WORK ORDER
Return all lines in the material below that contain "after".

**** INPUT MATERIAL ****

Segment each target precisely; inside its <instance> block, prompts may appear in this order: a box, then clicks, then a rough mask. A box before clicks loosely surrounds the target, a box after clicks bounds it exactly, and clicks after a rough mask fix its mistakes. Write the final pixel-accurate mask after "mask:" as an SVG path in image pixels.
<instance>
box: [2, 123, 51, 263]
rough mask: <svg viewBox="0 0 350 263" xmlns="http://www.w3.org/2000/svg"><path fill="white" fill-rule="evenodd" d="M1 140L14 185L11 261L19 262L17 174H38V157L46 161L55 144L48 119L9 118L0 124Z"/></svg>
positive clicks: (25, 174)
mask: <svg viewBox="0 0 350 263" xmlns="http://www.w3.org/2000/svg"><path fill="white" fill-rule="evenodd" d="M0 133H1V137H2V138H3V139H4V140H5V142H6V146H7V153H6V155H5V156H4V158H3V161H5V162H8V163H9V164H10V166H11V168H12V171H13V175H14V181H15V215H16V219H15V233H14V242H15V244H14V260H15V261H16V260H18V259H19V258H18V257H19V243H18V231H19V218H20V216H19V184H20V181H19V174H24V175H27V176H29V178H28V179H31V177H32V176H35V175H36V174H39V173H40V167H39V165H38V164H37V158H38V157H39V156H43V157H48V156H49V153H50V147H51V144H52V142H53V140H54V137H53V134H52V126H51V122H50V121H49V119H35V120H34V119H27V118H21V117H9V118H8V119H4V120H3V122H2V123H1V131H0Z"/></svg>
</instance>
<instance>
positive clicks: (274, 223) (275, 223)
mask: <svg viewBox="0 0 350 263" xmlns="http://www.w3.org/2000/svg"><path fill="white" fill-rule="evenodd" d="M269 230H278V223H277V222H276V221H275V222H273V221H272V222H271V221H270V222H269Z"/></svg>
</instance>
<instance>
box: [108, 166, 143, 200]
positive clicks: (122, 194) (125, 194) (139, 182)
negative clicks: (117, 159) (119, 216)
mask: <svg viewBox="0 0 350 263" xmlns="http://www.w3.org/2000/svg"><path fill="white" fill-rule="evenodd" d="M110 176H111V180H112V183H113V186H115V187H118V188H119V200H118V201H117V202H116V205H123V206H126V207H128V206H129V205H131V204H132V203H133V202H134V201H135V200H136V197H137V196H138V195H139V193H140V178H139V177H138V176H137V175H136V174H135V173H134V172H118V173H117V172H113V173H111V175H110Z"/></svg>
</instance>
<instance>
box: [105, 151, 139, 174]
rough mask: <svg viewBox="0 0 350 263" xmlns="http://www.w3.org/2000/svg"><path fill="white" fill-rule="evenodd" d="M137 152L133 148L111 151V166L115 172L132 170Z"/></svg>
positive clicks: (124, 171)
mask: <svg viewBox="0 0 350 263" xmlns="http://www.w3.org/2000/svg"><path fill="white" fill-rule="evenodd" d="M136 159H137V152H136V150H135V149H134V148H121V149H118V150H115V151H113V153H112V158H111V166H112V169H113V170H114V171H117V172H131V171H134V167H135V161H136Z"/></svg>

****
**** INPUT MATERIAL ****

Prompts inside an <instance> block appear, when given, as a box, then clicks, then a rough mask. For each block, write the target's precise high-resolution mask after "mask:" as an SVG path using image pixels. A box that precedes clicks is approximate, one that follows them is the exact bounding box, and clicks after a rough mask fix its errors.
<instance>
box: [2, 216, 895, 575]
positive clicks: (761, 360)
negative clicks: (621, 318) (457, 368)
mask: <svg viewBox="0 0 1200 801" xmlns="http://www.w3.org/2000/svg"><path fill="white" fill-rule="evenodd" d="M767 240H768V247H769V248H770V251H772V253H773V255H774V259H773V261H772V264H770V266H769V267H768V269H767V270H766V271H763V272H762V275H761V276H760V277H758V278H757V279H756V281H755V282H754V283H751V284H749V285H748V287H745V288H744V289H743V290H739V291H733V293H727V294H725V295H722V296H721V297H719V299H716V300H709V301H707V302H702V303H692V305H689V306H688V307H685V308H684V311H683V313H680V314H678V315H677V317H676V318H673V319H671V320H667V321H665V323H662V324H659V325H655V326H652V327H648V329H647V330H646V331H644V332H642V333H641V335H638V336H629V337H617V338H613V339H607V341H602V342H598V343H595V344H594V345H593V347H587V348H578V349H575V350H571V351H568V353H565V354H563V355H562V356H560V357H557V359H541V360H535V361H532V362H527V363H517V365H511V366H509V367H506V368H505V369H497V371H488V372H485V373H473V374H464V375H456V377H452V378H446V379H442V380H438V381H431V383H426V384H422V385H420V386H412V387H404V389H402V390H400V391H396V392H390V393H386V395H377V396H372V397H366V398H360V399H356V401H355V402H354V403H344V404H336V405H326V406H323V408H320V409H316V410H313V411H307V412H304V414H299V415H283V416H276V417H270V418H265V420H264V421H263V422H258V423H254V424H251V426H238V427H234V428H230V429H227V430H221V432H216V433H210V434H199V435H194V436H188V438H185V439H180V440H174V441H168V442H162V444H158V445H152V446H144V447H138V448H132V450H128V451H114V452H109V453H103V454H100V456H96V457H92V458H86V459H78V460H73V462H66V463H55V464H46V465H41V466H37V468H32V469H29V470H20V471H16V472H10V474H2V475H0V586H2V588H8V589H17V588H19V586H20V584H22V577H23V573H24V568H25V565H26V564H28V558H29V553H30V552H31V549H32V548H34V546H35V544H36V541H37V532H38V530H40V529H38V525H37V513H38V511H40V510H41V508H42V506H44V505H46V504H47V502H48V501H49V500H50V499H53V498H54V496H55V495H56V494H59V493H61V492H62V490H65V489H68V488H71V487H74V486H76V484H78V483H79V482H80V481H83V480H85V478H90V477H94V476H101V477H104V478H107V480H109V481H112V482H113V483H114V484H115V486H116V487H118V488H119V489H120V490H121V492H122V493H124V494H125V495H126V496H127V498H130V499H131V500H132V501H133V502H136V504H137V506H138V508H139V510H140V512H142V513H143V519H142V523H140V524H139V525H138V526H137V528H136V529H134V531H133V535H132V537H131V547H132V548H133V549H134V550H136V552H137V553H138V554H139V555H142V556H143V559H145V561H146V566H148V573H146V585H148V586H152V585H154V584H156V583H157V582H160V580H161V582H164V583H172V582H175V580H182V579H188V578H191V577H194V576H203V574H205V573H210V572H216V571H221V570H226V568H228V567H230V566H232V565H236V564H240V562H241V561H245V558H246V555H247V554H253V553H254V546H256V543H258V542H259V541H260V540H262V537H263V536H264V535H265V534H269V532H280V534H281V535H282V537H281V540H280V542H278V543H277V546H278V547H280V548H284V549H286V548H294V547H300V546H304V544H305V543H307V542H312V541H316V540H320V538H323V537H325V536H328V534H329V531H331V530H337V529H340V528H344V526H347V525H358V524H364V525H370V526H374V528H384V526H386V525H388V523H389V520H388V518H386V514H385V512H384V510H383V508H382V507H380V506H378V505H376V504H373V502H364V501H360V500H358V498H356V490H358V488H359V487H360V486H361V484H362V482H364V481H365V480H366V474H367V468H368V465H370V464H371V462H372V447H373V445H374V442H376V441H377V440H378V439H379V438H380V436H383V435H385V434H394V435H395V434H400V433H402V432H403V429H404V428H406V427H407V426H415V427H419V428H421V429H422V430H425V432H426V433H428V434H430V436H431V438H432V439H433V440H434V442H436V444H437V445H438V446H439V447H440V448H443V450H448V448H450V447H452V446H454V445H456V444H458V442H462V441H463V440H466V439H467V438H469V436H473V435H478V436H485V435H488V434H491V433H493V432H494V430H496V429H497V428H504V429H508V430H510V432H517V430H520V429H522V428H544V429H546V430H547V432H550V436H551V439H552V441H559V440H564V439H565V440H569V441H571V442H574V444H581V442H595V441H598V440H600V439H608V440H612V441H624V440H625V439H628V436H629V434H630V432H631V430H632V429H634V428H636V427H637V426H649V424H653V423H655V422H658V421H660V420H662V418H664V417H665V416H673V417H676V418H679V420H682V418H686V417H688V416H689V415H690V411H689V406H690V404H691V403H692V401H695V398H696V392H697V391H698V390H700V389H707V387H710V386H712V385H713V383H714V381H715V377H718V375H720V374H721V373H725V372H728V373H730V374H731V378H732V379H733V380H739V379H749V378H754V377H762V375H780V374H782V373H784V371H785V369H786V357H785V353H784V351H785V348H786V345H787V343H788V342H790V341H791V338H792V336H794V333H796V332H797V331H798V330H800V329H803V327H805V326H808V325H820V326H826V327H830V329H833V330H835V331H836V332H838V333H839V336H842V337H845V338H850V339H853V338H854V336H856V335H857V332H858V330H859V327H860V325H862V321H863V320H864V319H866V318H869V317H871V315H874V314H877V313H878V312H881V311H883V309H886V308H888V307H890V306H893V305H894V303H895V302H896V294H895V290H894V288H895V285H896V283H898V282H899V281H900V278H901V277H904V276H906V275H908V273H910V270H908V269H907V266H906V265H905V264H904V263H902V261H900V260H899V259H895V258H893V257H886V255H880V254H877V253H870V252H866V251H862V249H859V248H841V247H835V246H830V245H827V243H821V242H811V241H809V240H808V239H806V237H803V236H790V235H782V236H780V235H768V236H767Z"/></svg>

****

RESULT BELOW
Segment each target precisely; inside its <instance> block, prompts may appear in this order: a box, then clicks, then a rough mask. A box before clicks loosely surrounds the target, a box after clicks bounds it exactly, and clicks after a rough mask fix its mistakes. Write the final pixel-accurate mask after "mask:" as an SVG path in image pixels.
Prompts inside an <instance> block appear, when given, as a box, then clicks, then a rough mask. For each block, write the target's precise high-resolution mask after "mask:" as an SVG path using image pixels. A box that precedes clicks is approximate, one that follows them is the exact bounding box, and clicks after a rough mask fix its errors.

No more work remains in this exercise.